Einige Daten
────────────────────

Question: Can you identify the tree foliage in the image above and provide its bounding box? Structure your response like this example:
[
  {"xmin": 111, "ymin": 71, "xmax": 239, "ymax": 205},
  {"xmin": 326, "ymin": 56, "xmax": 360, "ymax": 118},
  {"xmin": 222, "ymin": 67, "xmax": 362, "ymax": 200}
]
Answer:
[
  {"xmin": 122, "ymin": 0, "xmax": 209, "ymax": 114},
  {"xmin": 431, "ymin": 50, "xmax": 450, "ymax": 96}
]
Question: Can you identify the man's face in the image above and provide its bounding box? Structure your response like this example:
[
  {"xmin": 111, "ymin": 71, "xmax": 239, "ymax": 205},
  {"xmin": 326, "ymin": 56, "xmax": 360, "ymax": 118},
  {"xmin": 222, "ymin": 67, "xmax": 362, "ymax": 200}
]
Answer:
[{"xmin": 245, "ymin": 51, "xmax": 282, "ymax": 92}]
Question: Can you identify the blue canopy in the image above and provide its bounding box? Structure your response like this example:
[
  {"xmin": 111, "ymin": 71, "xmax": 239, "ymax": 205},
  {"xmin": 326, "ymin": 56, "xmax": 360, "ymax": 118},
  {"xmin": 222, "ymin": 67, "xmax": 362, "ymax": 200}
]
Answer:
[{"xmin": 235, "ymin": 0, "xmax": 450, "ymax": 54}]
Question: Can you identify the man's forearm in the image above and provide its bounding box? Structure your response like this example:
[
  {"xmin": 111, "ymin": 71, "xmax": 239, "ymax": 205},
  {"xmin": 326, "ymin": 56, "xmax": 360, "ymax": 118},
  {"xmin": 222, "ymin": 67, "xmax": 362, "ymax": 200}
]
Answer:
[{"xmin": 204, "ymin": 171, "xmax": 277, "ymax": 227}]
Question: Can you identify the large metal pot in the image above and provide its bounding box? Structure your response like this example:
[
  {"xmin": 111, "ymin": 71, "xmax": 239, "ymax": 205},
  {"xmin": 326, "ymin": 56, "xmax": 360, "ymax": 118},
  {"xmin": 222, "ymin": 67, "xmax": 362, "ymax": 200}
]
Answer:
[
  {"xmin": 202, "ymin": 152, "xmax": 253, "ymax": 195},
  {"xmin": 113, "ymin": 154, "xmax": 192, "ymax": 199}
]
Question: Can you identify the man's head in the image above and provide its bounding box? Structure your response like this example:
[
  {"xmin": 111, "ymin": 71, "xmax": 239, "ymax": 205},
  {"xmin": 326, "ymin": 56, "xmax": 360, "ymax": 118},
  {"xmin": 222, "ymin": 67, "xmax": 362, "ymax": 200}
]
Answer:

────────────────────

Kannst du die gesamten Daten oben Zeile für Zeile unverändert wiedergeben?

Question: Can you identify the tree foliage in the image above and provide its bounding box? Structure your response like this example:
[
  {"xmin": 111, "ymin": 71, "xmax": 239, "ymax": 205},
  {"xmin": 326, "ymin": 56, "xmax": 360, "ymax": 118},
  {"xmin": 222, "ymin": 67, "xmax": 362, "ymax": 200}
]
Answer:
[
  {"xmin": 122, "ymin": 0, "xmax": 209, "ymax": 114},
  {"xmin": 431, "ymin": 50, "xmax": 450, "ymax": 96}
]
Question: Can you identify the man's face in the image above and provide its bounding box? Structure your response like this example:
[
  {"xmin": 111, "ymin": 71, "xmax": 239, "ymax": 205},
  {"xmin": 326, "ymin": 56, "xmax": 360, "ymax": 118},
  {"xmin": 222, "ymin": 67, "xmax": 362, "ymax": 200}
]
Answer:
[{"xmin": 245, "ymin": 51, "xmax": 282, "ymax": 92}]
Question: Can you identify the blue canopy in the image above and provide its bounding box? Structure your response like this example:
[
  {"xmin": 111, "ymin": 71, "xmax": 239, "ymax": 205},
  {"xmin": 326, "ymin": 56, "xmax": 360, "ymax": 118},
  {"xmin": 222, "ymin": 67, "xmax": 362, "ymax": 200}
]
Answer:
[{"xmin": 235, "ymin": 0, "xmax": 450, "ymax": 54}]
Question: Can you identify the man's forearm in the image above and provide its bounding box? Structure your response like this example:
[
  {"xmin": 111, "ymin": 71, "xmax": 239, "ymax": 205},
  {"xmin": 326, "ymin": 56, "xmax": 360, "ymax": 118},
  {"xmin": 222, "ymin": 67, "xmax": 362, "ymax": 200}
]
Answer:
[{"xmin": 204, "ymin": 171, "xmax": 277, "ymax": 227}]
Question: Can you identify the large metal pot in the image above and provide its bounding box? Structure your response like this example:
[
  {"xmin": 111, "ymin": 71, "xmax": 239, "ymax": 205},
  {"xmin": 326, "ymin": 56, "xmax": 360, "ymax": 118},
  {"xmin": 222, "ymin": 67, "xmax": 362, "ymax": 200}
]
Answer:
[
  {"xmin": 202, "ymin": 152, "xmax": 253, "ymax": 195},
  {"xmin": 113, "ymin": 154, "xmax": 192, "ymax": 199}
]
Question: Can you identify the man's head in the image above and provide its bounding box? Structure your response like this example:
[
  {"xmin": 111, "ymin": 71, "xmax": 239, "ymax": 205},
  {"xmin": 326, "ymin": 56, "xmax": 360, "ymax": 118},
  {"xmin": 222, "ymin": 67, "xmax": 362, "ymax": 200}
]
Answer:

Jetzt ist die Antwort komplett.